Point-per-instance localization data:

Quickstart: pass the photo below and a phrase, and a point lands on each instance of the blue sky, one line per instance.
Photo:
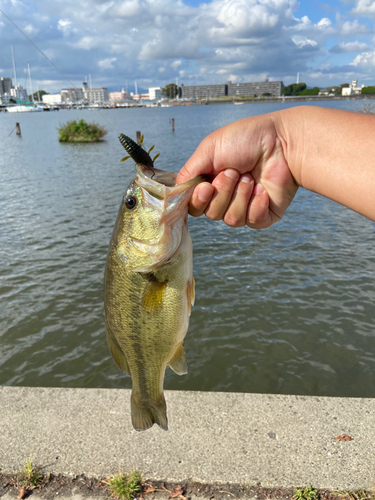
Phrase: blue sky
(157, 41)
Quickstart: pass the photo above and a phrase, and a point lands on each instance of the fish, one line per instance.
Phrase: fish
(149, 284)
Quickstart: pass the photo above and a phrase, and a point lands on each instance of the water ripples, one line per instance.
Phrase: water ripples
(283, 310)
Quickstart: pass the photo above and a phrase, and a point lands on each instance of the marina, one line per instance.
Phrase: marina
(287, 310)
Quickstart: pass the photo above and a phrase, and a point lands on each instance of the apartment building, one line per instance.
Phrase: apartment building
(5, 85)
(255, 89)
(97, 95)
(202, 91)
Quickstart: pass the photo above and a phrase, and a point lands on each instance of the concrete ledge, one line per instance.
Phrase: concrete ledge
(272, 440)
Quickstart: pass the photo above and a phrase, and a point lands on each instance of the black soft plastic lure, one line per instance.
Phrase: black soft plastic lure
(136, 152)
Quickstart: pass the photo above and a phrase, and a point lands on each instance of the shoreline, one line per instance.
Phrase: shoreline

#### YOUR OBJECTIVE:
Your answer must be an exact transcription of every entry, minus the pictures.

#### EXERCISE SOLUTION:
Quickstart: pass the photo below and a phrase, and a point lands on each instance of the blue sky, one line per instance.
Photo:
Phrase: blue sky
(157, 41)
Quickstart: pass the photo above and a phrase, and a point lands on each instance of the fish, one line per instance.
Phrase: fish
(149, 284)
Quickstart: pass the photo above and a phrase, and a point lands on each instance of the water ripples, one line per instance.
Phrase: water ripples
(283, 310)
Quickstart: pass the photo above and a phrase, and a point lands on each instance of the marina, one line per instance.
Phrase: marina
(287, 310)
Quickstart: pass the photo above and a phrase, and a point lands on each instance of the apartment building, one line per instance.
Phrase: apartment building
(5, 85)
(255, 89)
(97, 95)
(202, 91)
Quickstart: pass the photo above and a phrase, and a point lands on each instance of the concrete ledge, one line per instance.
Phrase: concrete ledge
(272, 440)
Quickstart: pass the photo above and a phrase, and a point lands on each instance of the black soft plastic lure, one line per instance.
Phrase: black soft plastic lure
(136, 152)
Quickstart: pass the photo above and a phrase, and a point lands on each instance of the shoreline, one line per instance.
Phrase: shoreline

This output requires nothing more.